◆ Exercise:
In the Charlemagne passage, write out word for word the part that begins at "Charlemagne kept the" and stops after "after his death.".

◆ Selected text:

* * * * * * *

Charlemagne kept the Kingdom of the Franks isolated and independent under its own domain, probably because rulership over the Holy Roman Empire was subject to the will of the Pope and not any particular family dynasty. The two realms were closely connected, however, and together they formed the majority of Western Europe. From this foundation, Catholicism was established as the most influential and important religion of medieval Europe. Charlemagne had been ordained by God’s own messenger, or so he believed, to rule the land, and by that same power, his own sons and their sons would take on the Kingdom of the Franks after his death.

* * * * * * *

◆ Supplied records:
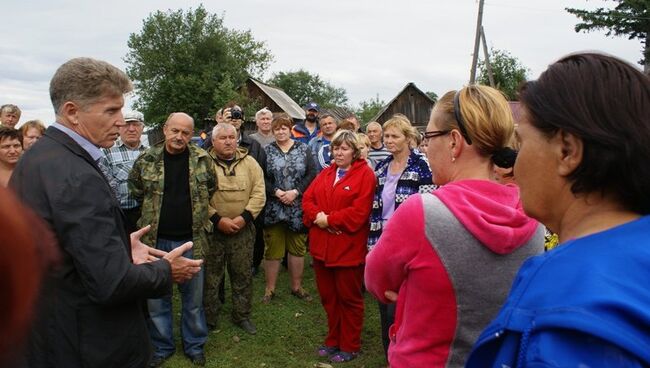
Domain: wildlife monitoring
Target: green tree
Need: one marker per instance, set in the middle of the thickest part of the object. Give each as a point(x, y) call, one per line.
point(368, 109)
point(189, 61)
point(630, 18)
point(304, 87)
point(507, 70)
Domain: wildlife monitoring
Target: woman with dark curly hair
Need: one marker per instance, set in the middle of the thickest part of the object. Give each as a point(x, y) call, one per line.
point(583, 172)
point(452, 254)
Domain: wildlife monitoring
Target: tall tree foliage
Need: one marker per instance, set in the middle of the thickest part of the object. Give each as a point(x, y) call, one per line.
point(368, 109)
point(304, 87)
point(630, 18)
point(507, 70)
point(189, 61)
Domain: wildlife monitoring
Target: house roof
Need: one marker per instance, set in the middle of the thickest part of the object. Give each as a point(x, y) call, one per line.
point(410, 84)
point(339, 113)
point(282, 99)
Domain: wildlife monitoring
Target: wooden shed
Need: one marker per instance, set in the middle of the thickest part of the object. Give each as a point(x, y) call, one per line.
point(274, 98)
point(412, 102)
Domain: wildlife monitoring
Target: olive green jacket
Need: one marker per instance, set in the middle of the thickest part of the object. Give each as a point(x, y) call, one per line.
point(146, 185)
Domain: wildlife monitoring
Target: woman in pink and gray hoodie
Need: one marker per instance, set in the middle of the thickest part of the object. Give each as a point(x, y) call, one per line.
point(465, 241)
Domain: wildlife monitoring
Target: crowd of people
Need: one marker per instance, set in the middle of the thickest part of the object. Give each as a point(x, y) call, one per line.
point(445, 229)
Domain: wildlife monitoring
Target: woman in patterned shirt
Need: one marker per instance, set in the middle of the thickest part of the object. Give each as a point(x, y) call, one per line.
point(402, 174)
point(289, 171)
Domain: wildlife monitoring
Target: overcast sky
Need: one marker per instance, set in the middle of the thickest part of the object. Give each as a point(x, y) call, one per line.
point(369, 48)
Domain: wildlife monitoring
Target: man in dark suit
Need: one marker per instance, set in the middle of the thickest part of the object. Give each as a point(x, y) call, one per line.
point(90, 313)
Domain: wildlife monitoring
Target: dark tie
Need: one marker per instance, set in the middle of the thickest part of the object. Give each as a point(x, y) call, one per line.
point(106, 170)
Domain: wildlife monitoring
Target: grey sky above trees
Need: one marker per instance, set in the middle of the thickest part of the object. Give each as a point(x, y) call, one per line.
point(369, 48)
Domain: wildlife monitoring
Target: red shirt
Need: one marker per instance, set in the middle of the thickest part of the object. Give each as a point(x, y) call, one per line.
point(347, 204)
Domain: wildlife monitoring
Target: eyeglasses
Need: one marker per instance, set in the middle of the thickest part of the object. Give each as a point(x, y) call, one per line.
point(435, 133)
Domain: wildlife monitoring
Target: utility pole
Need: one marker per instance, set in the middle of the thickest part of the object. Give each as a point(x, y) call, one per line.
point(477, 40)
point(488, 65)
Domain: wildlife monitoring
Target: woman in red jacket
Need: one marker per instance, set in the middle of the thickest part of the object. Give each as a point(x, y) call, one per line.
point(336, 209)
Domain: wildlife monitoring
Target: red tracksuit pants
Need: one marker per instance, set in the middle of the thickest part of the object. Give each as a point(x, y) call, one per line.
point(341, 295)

* * * * * * *

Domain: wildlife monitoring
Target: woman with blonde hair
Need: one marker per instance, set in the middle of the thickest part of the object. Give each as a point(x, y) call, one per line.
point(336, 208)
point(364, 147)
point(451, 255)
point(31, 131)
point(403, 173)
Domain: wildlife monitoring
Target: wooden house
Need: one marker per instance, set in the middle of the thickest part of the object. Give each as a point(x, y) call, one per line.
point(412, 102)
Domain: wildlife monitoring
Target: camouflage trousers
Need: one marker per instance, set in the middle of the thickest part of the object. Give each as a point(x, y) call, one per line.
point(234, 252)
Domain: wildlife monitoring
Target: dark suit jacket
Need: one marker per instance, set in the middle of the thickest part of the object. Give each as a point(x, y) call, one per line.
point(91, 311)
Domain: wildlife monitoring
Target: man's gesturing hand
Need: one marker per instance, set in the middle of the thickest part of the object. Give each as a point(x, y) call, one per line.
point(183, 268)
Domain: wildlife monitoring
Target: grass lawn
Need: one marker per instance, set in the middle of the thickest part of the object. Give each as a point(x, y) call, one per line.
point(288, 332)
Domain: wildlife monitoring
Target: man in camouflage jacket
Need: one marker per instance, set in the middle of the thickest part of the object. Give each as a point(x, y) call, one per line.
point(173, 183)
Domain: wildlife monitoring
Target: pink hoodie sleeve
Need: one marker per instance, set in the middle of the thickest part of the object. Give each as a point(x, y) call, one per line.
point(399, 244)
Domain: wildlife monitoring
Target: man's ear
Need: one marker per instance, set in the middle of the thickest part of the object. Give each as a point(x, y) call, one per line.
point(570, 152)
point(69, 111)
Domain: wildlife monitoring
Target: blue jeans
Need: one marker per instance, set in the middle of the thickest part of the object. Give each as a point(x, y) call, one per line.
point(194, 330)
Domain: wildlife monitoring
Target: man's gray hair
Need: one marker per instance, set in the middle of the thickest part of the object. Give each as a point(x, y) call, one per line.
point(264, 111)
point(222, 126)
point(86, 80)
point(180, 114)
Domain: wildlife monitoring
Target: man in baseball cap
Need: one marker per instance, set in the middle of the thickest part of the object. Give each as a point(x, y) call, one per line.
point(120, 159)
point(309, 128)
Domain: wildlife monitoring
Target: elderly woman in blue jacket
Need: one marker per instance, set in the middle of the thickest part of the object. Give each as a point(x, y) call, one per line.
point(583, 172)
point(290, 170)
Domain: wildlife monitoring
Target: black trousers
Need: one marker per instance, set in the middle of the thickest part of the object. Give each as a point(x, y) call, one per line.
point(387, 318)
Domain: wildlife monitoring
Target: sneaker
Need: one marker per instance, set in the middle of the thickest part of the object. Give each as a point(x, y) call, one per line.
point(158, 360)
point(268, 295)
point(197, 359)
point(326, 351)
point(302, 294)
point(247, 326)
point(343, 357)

* * * * * * *

◆ Result of this exercise:
Charlemagne kept the Kingdom of the Franks isolated and independent under its own domain, probably because rulership over the Holy Roman Empire was subject to the will of the Pope and not any particular family dynasty. The two realms were closely connected, however, and together they formed the majority of Western Europe. From this foundation, Catholicism was established as the most influential and important religion of medieval Europe. Charlemagne had been ordained by God’s own messenger, or so he believed, to rule the land, and by that same power, his own sons and their sons would take on the Kingdom of the Franks after his death.